Please restate the Green Mountain Power text from the words "The exterior of" through "home or business.", swapping each "outages" for "blackouts".

____ Supplied text

The exterior of the Green Monutain Power building
Emily Alfin Johnson
VPR File
Green Mountain Power says they have a plan to end power outages for customers by 2030.

This month, Green Mountain Power shared a massive announcement that made the energy sector take notice. The Vermont utility says it has a plan to end power outages for its customers by 2030.

Most outages come from local distribution line problems like a wind storm knocking down a tree limb that then falls on a transmission line bringing power from a substation into a home or business.

Vermont Public's Jenn Jarecki spoke with Mari McClure, Green Mountain Power's president and CEO, to learn more about their plan. Their conversation below has been edited and condensed for clarity. Jenn began by asking Mari how they plan to make outages a thing of the past.

________
____ Given information

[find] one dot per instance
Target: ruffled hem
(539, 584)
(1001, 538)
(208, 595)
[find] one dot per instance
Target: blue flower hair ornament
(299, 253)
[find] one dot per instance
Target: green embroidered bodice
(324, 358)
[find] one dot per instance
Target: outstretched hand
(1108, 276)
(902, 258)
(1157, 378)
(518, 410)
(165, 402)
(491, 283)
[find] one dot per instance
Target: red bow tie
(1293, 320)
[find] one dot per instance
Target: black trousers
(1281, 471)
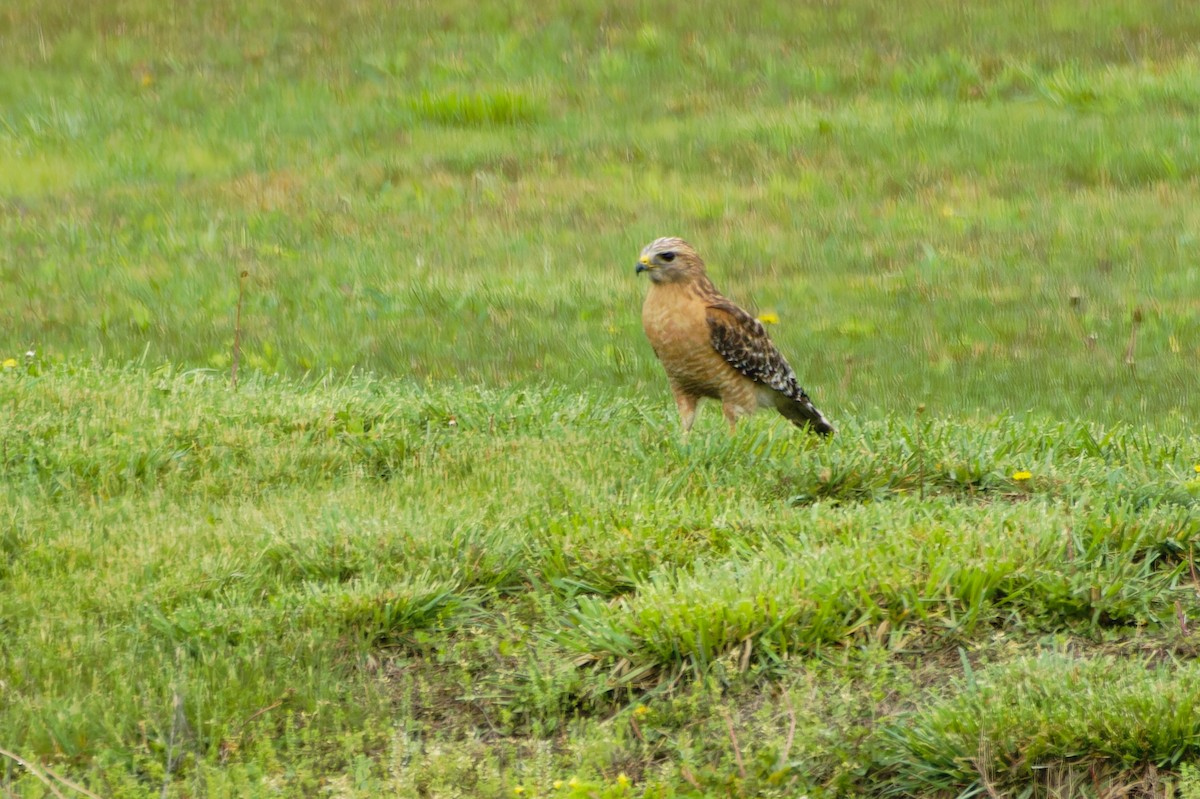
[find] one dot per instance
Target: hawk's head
(669, 260)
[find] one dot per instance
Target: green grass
(444, 539)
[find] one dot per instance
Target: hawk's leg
(687, 404)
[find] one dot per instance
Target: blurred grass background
(954, 205)
(489, 566)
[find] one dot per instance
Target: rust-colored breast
(675, 322)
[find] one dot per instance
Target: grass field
(443, 538)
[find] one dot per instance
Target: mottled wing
(743, 342)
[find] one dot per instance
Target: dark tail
(803, 413)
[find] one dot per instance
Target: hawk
(709, 347)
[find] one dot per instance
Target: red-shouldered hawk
(709, 347)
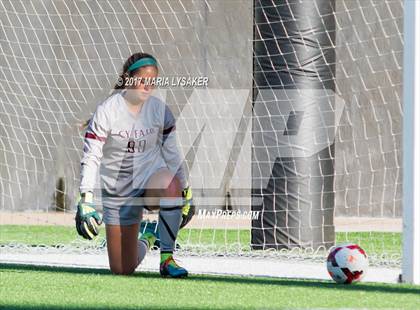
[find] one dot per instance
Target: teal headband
(147, 61)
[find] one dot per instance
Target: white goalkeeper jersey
(126, 149)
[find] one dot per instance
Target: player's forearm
(90, 164)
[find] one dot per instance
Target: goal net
(294, 144)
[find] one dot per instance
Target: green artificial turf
(26, 287)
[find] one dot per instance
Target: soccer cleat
(169, 268)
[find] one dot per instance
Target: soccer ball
(347, 263)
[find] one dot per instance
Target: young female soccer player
(130, 141)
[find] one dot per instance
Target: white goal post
(411, 189)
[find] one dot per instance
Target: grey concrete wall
(369, 78)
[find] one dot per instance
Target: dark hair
(125, 74)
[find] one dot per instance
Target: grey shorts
(125, 215)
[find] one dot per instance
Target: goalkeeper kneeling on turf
(131, 142)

________

**Task result**:
The exterior of the Green Monutain Power building
Emily Alfin Johnson
VPR File
Green Mountain Power says they have a plan to end power blackouts for customers by 2030.

This month, Green Mountain Power shared a massive announcement that made the energy sector take notice. The Vermont utility says it has a plan to end power blackouts for its customers by 2030.

Most blackouts come from local distribution line problems like a wind storm knocking down a tree limb that then falls on a transmission line bringing power from a substation into a home or business.